Parecerá estranho que os Espíritos
desencarnados volvam à Terra para visitar as instituições humanas, velando pelo
mecanismo dos seus trabalhos e agindo, indiretamente, nas suas
deliberações.
A verdade, porém, é que isso constitui um acontecimento
natural. Se os vivos continuam os trabalhos daqueles que os antecederam na
jornada da morte, as almas do mundo invisível, nos planos em que me encontro,
têm de voltar, em sua maioria, às lutas terrestres. Todas as edificações de uma
época têm as suas bases profundas nas épocas que a precederam. Nenhum homem pode
criar, por si só, alguma coisa e sim desenvolver os princípios encontrados,
aproveitando o material disperso para continuar a obra evolutiva, imprimindo-lhe
a expressão do seu pensamento pessoal. Mesmo o inventor e o artista, com as
largas reservas de possibilidade e paciência que os séculos de experiências
acumularam nos escaninhos de suas personalidades, estão englobados nessa
classificação. É que o progresso é uma obra coletiva. Cada criatura deixa uma
nota na sua admirável sinfonia. As eras se interpenetram umas às outras, tal
como se confundem, no oceano largo do tempo, os vivos e os mortos. A vida é o
resultado das trocas incessantes e o insulamento é a única morte no concerto
universal.

^^^^

- **TAREFAS**:
**A)** Segundo o texto fornecido, por que o inventor e o artista também estão englobados na classificação de quem não pode criar nada por si só? Responda em uma a três frases.
**B)** Traduza para o inglês esta frase do texto fornecido: "Todas as edificações de uma época têm as suas bases profundas nas épocas que a precederam."
**C)** De acordo com o texto fornecido, qual é a única morte no concerto universal?
Responda com base somente no texto fornecido.

- **DADOS DISPONÍVEIS**:

^^^^

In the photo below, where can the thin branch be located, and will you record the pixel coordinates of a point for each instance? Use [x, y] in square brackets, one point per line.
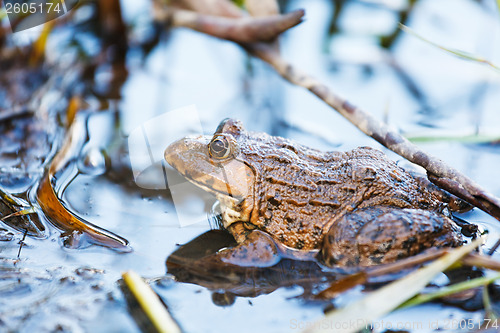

^^^^

- **RESPOSTAS**:
**A)** Porque o progresso é uma obra coletiva, na qual cada criatura deixa uma nota na sua admirável sinfonia. Por isso, mesmo com as largas reservas de possibilidade e paciência acumuladas pelos séculos, eles apenas desenvolvem os princípios encontrados e continuam a obra evolutiva.

**B)** All the edifices of an era have their deep foundations in the eras that preceded it.

**C)** O insulamento é a única morte no concerto universal.